From the listing below, copy only the lines from the line that contains "180, row 12" to the line that contains "142, row 170", counting those two lines as part of the copy.

====

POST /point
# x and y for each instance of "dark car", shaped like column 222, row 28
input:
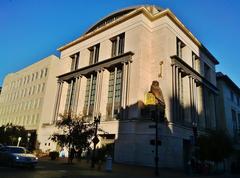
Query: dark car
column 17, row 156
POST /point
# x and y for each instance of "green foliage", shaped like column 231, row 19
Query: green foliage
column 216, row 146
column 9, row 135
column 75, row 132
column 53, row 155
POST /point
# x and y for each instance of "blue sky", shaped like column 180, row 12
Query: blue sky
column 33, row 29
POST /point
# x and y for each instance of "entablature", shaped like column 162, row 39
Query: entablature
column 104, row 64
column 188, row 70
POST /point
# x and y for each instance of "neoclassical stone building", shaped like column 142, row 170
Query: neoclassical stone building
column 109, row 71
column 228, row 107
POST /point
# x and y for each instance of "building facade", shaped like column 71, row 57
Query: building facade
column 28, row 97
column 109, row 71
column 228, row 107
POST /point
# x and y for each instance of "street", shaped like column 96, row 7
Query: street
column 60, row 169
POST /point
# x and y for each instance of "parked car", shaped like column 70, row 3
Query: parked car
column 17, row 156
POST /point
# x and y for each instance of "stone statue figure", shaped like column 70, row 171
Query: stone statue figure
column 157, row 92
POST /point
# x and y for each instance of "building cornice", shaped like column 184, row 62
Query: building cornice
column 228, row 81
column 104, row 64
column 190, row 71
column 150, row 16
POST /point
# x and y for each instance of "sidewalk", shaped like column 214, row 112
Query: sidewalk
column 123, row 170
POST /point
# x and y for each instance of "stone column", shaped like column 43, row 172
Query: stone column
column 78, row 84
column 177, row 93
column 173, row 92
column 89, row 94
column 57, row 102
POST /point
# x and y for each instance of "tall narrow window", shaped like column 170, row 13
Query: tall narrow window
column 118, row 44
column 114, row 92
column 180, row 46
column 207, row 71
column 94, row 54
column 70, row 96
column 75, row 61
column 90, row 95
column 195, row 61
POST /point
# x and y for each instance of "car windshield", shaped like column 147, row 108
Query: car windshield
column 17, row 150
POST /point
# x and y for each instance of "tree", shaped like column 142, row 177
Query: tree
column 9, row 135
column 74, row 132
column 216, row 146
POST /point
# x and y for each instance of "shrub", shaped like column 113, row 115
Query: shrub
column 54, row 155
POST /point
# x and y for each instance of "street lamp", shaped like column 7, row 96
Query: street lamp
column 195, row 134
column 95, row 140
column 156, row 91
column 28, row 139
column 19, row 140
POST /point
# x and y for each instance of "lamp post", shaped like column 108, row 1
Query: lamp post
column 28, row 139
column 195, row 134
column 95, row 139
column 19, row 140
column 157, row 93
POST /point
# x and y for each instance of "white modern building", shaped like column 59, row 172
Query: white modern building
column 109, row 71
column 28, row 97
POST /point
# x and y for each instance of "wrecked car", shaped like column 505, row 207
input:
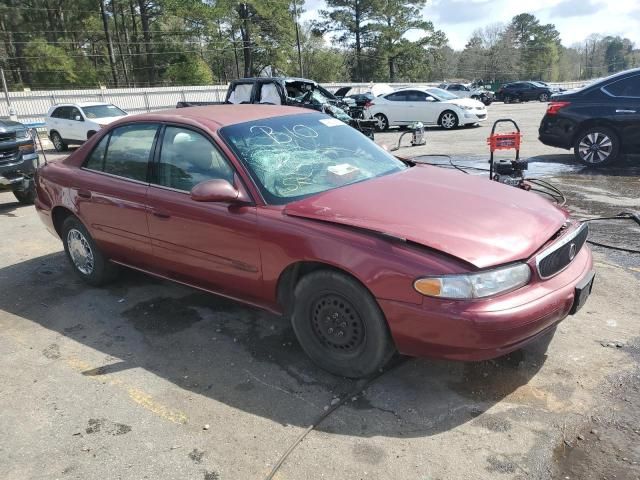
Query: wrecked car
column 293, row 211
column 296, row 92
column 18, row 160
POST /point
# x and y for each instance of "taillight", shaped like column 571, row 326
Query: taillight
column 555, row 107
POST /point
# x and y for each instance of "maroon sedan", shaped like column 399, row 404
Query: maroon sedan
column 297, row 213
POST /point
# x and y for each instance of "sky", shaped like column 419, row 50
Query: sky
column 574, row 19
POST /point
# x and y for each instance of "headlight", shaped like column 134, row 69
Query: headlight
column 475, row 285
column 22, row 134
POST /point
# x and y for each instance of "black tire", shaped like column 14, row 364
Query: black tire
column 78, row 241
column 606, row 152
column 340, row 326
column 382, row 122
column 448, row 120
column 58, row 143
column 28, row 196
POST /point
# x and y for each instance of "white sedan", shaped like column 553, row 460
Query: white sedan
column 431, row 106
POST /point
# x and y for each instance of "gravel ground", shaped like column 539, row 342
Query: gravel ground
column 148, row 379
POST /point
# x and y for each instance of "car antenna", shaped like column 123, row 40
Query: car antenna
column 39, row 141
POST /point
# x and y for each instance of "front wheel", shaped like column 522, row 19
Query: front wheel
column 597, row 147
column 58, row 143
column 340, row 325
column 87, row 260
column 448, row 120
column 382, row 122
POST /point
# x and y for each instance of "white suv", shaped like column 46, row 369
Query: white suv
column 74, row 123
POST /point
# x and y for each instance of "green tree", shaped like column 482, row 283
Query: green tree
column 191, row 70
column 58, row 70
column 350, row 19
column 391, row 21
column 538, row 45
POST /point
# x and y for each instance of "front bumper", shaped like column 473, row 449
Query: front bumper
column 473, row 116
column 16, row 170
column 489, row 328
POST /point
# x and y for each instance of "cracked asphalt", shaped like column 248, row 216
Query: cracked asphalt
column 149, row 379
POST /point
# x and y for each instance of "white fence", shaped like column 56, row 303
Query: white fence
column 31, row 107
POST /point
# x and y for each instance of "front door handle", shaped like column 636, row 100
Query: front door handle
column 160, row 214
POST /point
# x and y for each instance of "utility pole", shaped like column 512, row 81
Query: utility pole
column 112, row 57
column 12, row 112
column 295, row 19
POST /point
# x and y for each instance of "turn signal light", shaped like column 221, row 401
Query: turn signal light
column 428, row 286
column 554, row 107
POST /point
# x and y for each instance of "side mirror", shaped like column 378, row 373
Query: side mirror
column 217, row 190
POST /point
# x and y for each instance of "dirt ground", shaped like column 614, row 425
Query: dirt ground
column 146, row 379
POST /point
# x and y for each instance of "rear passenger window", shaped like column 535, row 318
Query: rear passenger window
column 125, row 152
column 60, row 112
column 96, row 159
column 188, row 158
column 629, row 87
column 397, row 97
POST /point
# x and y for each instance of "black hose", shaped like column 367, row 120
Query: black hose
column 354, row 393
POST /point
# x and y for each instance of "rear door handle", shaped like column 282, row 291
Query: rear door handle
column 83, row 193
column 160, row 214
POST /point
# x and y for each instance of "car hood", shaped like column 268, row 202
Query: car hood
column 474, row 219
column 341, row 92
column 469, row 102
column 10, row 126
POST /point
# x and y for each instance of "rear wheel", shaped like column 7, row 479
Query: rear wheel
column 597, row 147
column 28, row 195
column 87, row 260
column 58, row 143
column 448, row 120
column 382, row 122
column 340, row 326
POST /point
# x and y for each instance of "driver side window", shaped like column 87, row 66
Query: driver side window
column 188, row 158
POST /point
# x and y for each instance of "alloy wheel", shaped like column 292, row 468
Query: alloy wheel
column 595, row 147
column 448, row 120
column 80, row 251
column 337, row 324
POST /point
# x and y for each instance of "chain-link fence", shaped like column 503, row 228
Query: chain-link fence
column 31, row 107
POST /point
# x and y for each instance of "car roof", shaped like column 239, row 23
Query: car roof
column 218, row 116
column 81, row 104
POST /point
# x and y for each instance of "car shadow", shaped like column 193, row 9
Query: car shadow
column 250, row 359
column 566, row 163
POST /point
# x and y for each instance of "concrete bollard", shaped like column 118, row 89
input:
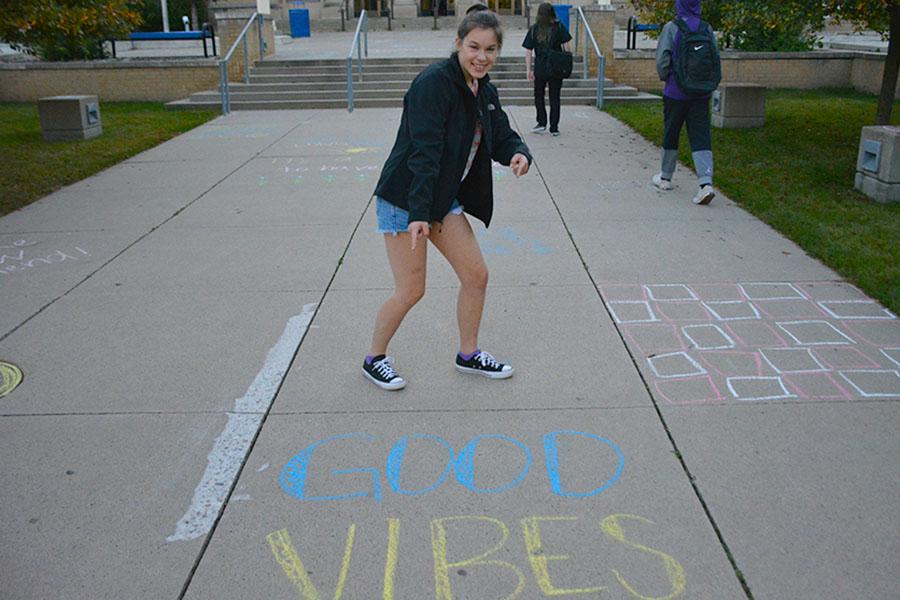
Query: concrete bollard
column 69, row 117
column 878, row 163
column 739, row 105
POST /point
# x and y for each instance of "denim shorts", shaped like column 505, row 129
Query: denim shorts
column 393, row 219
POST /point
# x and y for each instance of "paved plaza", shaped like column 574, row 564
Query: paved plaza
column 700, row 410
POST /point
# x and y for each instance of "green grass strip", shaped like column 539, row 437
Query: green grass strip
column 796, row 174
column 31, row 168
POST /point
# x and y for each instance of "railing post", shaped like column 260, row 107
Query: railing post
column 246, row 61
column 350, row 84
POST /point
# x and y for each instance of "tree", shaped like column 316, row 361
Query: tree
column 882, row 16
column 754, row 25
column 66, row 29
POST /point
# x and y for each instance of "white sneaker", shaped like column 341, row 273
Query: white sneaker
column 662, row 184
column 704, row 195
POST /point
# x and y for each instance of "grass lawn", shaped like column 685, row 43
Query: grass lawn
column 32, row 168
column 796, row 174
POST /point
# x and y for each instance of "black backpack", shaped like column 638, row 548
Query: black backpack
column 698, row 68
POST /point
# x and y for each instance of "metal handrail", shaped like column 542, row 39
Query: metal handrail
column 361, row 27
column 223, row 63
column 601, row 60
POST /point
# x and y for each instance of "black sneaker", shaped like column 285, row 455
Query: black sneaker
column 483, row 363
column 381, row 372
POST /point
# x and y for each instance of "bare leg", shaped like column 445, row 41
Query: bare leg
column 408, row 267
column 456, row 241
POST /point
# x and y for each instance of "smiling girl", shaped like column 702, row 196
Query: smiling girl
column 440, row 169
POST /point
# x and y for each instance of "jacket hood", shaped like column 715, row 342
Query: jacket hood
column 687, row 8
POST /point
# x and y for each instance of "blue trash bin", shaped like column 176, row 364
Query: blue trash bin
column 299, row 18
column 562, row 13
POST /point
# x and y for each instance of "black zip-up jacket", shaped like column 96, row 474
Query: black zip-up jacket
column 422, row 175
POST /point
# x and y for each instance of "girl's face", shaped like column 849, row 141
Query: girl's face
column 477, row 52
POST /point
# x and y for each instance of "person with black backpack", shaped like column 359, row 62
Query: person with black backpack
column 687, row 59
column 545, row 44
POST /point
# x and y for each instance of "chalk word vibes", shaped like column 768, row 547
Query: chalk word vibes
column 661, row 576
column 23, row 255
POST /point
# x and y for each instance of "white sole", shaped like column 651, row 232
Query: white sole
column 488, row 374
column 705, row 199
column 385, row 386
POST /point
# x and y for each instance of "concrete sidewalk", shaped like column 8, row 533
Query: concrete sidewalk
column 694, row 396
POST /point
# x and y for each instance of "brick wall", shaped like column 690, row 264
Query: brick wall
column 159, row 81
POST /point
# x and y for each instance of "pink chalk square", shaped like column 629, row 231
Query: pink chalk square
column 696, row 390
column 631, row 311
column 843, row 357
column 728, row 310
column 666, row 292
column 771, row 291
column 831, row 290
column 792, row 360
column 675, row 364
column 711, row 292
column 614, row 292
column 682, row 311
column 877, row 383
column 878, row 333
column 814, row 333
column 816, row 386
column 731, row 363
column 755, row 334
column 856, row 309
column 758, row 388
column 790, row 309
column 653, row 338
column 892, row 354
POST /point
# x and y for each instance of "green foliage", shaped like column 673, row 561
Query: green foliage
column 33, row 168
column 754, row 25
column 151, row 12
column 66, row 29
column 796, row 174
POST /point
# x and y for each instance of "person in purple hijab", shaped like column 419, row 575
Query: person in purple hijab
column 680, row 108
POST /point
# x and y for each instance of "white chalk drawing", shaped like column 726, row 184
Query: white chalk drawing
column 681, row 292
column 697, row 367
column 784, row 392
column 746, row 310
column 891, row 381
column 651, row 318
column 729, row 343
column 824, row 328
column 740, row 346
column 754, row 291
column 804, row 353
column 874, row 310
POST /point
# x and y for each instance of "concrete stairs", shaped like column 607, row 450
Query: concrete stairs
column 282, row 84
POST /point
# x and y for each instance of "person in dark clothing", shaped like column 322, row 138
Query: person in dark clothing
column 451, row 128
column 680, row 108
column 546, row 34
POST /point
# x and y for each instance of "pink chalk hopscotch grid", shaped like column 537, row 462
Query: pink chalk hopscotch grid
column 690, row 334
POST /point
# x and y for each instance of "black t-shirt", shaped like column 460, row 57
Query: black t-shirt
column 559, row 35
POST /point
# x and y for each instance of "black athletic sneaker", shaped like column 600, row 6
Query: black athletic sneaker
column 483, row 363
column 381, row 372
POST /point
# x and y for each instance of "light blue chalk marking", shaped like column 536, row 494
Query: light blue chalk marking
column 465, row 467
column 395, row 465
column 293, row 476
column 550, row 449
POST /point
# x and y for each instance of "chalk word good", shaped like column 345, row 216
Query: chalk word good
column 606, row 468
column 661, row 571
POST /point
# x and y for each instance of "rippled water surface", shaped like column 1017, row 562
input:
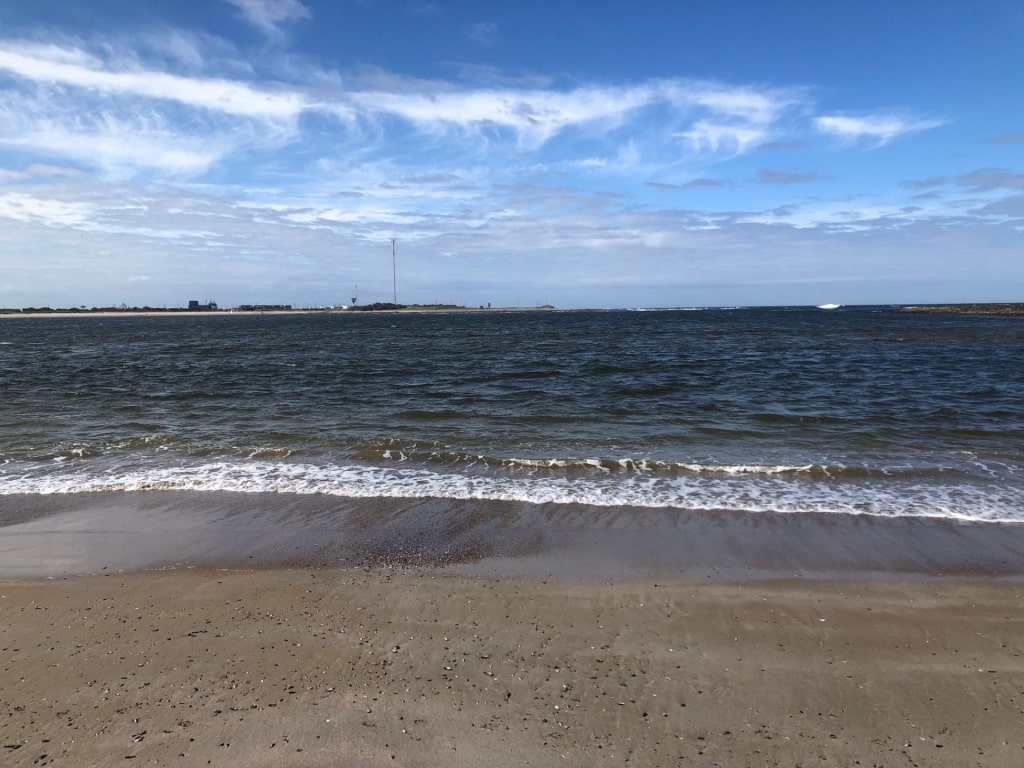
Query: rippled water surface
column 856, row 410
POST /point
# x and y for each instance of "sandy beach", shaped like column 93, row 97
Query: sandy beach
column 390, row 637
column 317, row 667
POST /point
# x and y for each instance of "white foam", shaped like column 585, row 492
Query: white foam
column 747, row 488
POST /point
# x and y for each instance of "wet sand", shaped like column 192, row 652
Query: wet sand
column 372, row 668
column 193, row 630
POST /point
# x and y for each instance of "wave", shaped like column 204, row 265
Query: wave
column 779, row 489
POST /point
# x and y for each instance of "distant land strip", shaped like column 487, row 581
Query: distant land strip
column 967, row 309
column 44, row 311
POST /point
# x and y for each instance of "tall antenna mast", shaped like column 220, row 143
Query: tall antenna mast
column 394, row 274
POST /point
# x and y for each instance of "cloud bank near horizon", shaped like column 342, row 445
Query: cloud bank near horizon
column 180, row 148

====

• [Solution below]:
# x and y for each instance of "blue sky", shaped like column 180, row 12
Query: blue sky
column 33, row 29
POST /point
# x and y for each instance of "entablature", shaped like column 162, row 39
Query: entablature
column 104, row 64
column 188, row 70
POST /point
# x and y for each instance of "neoclassical stone building", shaped like column 142, row 170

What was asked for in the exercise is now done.